▸ **Trecho selecionado**:
======

Em 2015, quando defendíamos a necessidade de um PT para tempos de guerra, éramos tidos por alguns como, no mínimo, exagerados. Naquele momento a mudança da estratégia, linha política, organização e direção do Partido dos Trabalhadores já afirmava sua urgência.
No partido e no governo, a opção por redobrar a aposta na estratégia de conciliação com as classes dominantes permitiu manter até certo ponto conquistas sociais da constituição de 1988 e dos governos petistas, mas não foi capaz de realizar reformas estruturais populares. Medidas de governo e de ajuste fiscal recessivo que afastavam o governo Dilma do programa eleito nas eleições gerais de 2014 agravaram a situação econômica, o quadro político e a perda de apoio na classe trabalhadora. Acertadamente, a Frente Brasil Popular lutou neste período articulando a defesa da democracia e dos direitos contra o golpe com a luta pela mudança da política econômica.
Em direção oposta, o grande capital nacional e internacional, a direita brasileira, o partido da mídia, segmentos do aparato de Estado e setores médios conservadores dirigiam contra o governo Dilma, o ex-presidente Lula, a esquerda e o PT a ofensiva que desencadeou o golpe de Estado em curso. Essa unidade burguesa em torno de um programa conservador e de restauração do neoliberalismo atua pelo impedimento definitivo da presidenta Dilma Rousseff e sustenta o governo ilegítimo e provisório de Michel Temer.
O programa e as primeiras ações do governo golpista, que dificilmente seriam aceitos pela população nas urnas, demarcam nitidamente o caráter de classe do golpe. Trata-se de um golpe contra a classe trabalhadora e marcado por amplos retrocessos da soberania, dos direitos sociais e das liberdades democráticas no país. O “plano Temer” alcança não só as realizações dos governos de Lula e Dilma, mas também avança contra direitos conquistados na Constituição de 1988 e contra a legislação trabalhista e as instituições públicas constituídas depois da República Velha.

======

Registros de origem:
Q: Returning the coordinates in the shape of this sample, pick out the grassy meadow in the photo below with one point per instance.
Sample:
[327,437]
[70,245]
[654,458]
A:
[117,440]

======

▸ **Instrução 1**:
Segundo o trecho, em que ano se defendia a necessidade de um PT para tempos de guerra?
▸ **Instrução 2**:
Transcreva integralmente todas as linhas da listagem, sem nenhuma alteração.
A listagem não tem relação alguma com o trecho.

▸ **Resultado da tarefa 1**:
Em 2015.

▸ **Resultado da tarefa 2**:
Q: Returning the coordinates in the shape of this sample, pick out the grassy meadow in the photo below with one point per instance.
Sample:
[327,437]
[70,245]
[654,458]
A:
[117,440]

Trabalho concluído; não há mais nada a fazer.